── RECORDS TO USE ──

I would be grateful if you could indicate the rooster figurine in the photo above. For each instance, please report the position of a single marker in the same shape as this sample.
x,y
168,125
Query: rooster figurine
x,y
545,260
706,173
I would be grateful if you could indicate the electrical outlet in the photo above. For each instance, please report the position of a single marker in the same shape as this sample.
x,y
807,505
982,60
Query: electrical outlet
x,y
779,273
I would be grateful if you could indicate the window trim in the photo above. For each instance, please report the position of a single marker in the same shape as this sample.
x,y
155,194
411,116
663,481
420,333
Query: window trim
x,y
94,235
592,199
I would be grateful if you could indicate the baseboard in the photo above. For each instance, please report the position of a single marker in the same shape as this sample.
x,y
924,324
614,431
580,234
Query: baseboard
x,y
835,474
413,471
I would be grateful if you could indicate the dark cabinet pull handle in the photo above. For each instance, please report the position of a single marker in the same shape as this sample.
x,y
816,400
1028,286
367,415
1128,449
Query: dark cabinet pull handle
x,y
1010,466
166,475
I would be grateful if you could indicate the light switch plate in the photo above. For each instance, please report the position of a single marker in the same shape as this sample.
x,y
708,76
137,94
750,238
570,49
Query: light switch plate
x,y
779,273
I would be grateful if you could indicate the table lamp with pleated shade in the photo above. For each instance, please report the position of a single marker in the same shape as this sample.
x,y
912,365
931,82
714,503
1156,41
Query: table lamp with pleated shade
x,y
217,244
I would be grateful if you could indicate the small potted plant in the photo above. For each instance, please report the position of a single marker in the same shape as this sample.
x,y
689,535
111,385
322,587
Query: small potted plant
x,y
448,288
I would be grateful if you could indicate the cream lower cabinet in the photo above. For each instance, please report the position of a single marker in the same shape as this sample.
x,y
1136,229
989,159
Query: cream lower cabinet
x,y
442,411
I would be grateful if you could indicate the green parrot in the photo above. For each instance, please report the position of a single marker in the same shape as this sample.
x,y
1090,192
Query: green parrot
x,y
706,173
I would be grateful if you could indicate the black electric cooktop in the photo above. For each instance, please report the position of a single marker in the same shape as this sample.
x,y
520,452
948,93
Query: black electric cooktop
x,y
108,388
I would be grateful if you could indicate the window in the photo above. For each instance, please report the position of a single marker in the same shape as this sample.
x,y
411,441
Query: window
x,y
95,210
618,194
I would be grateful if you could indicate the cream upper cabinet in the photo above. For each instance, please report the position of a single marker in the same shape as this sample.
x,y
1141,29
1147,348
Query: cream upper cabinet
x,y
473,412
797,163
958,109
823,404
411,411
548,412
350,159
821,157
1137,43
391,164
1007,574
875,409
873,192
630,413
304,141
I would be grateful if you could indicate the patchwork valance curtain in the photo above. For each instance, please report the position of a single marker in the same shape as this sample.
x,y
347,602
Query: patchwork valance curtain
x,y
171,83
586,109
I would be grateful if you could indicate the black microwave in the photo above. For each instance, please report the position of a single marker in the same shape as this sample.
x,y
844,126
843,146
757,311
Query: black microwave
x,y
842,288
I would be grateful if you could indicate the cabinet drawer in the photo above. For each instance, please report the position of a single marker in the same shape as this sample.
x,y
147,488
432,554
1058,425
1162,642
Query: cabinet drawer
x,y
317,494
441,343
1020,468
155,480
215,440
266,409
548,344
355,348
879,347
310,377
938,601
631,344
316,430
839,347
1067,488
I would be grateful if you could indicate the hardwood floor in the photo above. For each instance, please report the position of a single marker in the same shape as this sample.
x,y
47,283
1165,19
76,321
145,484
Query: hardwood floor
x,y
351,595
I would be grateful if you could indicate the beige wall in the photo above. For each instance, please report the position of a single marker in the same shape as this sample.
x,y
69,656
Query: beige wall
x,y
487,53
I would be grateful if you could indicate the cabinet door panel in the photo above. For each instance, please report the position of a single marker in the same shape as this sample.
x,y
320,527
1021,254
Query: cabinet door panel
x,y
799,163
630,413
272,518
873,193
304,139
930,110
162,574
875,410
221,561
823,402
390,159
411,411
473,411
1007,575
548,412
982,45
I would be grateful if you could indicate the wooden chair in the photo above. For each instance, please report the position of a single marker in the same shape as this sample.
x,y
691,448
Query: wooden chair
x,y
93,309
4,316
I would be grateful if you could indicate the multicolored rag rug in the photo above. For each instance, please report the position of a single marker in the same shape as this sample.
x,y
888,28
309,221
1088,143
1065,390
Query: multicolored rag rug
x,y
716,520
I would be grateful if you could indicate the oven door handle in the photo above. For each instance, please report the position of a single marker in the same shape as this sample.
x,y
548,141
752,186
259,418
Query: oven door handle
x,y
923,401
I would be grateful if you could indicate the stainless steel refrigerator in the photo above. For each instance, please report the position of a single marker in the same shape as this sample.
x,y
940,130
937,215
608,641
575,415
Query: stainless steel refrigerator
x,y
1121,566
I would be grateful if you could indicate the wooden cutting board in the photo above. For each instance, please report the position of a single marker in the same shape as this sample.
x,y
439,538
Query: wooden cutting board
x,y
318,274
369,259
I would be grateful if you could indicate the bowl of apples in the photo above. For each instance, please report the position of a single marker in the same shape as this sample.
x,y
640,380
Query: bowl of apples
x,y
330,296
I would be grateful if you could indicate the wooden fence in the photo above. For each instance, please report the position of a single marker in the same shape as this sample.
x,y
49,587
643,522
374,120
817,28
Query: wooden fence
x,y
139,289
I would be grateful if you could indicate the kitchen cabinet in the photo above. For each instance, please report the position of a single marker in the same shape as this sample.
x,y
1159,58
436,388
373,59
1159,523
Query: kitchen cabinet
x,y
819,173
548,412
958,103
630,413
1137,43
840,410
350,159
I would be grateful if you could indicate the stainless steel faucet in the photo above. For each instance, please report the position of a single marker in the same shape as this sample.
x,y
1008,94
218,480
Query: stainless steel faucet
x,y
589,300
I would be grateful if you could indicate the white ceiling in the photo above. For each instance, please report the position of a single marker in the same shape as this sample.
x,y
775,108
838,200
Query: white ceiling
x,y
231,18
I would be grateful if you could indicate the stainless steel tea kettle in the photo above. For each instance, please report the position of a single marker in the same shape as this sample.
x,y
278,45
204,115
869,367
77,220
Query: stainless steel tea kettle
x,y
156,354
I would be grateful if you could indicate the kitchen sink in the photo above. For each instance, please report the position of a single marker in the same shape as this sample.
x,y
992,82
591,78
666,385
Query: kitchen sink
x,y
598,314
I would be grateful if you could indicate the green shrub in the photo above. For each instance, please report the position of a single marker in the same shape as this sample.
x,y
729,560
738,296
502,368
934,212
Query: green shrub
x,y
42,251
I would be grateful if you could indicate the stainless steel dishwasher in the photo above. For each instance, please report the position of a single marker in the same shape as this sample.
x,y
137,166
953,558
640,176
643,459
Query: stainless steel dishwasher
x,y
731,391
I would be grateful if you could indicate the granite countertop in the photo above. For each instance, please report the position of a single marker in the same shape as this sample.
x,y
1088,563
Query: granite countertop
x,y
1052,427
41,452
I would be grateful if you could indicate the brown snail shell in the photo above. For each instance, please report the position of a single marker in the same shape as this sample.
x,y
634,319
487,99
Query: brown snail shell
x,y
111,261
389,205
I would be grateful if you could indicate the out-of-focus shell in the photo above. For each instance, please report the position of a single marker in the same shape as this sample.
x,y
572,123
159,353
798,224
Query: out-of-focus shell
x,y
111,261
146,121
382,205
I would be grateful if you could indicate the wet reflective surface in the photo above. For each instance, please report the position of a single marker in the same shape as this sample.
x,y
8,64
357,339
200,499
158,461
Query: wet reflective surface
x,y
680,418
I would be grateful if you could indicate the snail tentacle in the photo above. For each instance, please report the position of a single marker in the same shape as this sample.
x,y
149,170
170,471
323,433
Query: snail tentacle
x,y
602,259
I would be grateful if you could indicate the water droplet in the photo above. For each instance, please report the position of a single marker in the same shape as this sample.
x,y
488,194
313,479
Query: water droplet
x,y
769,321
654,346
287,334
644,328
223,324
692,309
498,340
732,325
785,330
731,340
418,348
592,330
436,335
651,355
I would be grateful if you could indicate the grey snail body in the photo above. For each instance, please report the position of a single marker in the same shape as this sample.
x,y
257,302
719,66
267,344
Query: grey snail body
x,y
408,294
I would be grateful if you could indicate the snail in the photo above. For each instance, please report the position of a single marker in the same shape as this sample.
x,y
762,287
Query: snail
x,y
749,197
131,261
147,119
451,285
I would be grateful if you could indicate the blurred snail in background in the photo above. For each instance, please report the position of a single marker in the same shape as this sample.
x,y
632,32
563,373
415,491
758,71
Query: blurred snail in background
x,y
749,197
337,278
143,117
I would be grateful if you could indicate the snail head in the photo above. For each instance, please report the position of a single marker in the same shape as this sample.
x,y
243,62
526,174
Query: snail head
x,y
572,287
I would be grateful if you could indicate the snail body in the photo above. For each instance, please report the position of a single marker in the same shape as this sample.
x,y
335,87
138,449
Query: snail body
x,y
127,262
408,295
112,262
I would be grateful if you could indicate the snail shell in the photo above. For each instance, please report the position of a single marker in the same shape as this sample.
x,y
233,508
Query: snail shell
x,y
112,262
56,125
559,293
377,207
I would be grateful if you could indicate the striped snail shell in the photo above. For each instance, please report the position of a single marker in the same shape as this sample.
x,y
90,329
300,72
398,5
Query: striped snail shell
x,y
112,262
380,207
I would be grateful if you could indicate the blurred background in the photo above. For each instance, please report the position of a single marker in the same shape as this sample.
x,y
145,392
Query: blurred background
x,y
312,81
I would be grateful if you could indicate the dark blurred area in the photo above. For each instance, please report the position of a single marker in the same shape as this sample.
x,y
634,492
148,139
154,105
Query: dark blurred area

───

» **ABOUT THIS EXERCISE**: Count the lines in the material above where the word "area" occurs, and reply with nothing but the number.

» **OUTPUT**: 2